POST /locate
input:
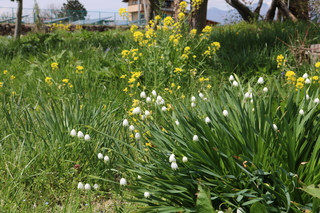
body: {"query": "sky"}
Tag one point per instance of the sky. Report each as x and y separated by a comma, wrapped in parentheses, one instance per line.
(101, 5)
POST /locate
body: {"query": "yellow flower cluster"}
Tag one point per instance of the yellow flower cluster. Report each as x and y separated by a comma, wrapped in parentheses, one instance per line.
(54, 65)
(212, 49)
(123, 13)
(183, 6)
(66, 82)
(60, 26)
(196, 4)
(131, 55)
(280, 61)
(48, 80)
(79, 69)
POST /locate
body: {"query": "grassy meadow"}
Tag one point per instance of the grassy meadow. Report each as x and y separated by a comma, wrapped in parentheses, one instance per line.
(161, 120)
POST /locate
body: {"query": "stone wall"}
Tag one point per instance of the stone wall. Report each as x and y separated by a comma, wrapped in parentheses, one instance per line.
(8, 29)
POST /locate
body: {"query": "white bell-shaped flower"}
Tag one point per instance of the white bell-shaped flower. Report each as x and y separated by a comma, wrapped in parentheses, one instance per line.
(123, 182)
(136, 110)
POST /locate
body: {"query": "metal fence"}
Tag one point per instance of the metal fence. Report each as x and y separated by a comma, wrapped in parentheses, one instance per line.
(50, 16)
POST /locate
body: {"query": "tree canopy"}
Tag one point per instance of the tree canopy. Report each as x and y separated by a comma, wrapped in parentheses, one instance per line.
(73, 9)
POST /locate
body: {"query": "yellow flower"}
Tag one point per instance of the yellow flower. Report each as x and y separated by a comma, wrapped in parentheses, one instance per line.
(183, 6)
(181, 16)
(54, 65)
(48, 80)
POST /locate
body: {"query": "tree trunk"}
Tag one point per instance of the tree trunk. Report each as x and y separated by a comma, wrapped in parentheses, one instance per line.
(299, 8)
(176, 9)
(286, 12)
(242, 9)
(199, 17)
(17, 31)
(272, 11)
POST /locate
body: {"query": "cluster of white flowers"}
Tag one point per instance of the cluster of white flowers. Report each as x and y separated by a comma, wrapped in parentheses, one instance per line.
(105, 158)
(80, 134)
(87, 186)
(173, 161)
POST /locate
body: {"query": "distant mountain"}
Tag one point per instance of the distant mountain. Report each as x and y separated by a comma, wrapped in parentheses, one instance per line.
(227, 16)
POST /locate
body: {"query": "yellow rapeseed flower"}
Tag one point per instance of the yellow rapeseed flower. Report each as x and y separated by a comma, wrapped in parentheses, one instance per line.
(65, 80)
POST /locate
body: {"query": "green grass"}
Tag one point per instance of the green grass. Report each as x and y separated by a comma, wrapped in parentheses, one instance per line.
(238, 160)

What is being asked: Each line of the data should be printed again exactly. Please leave pictures out.

Finished task:
POST /locate
input:
body: {"query": "sky"}
Tag one point per instance of the sky. Report each as x and y separated by a comma, wrapped in parentheses, one instance per line.
(101, 5)
POST /locate
body: {"query": "yellow flower cluster"}
Tag one point per instance of the yellow flower cluster. Report each as x and y separated by a comma, wrapped in parentheses, one instance per line.
(54, 65)
(212, 49)
(123, 13)
(183, 6)
(66, 82)
(60, 26)
(196, 4)
(131, 55)
(280, 61)
(48, 80)
(79, 69)
POST /locate
body: {"query": "grassy meadow"}
Tag one point per instance of the grassy meadow. Report each as x and y separated by a comma, wrapped in parentheses, one instance per line.
(161, 120)
POST /locate
body: {"query": "stone wall"}
Tag one point per instance of the stone wall. Report each as x and y separated by a comma, wrapped in parentheses, one instance per line.
(8, 29)
POST /locate
body: {"query": "white bell-shaped flower"}
Tag one point per instance of the white bell-shaped flower. Report each as x and y separated by a comma, wrapped in parentheses, one instance per line.
(123, 182)
(136, 110)
POST /locate
body: {"query": "metal fence"}
Tag one point per instance of the metal fence. Report each as x and y separated by a comma, wrapped in parentheses, one instance per line.
(50, 16)
POST /locate
body: {"query": "tree canopy"}
Tag one point per instance of the tree canopy. Report each as x and y separated by a comma, wrapped in parentheses, one instance per line.
(73, 9)
POST /locate
body: {"query": "yellow flower"}
Tag one point per instance of the yellow flower. Report each as x and y separated by a comma, wrapped in parentheses, one instance per line.
(183, 6)
(181, 16)
(54, 65)
(48, 80)
POST /locate
body: {"query": "tree trunk"}
Tag one point per instance of the tree trunk. Report each as x and y separated by a comma, wrapped in parentheses, one instance per line.
(299, 8)
(176, 9)
(286, 12)
(242, 9)
(199, 17)
(17, 31)
(272, 11)
POST /locate
body: {"query": "cluster of white flowers"}
Tag one point per instance of the cluster of white flowers. Report each as x and y separated by a comma, wrapped in parentheses, one instance per line.
(105, 158)
(80, 134)
(87, 186)
(173, 161)
POST /locate
body: {"query": "distant mountain"}
Tag one point per instance of the distant mountain. Report each as x and y separated by a comma, wrapped in parentheses, one instance per line.
(227, 16)
POST /locate
body: {"query": "yellow rapeseed flower"}
Tag one point per instance of the yellow rapeseed flower. Report each as x and y separated by a comma, wrapped in parentheses, one instance per line.
(65, 80)
POST /locate
body: {"query": "green grass"}
Tag one point per instance of the green grass. Report each as x and y separated by a comma, wrapped in parentheses, one instance per line.
(238, 160)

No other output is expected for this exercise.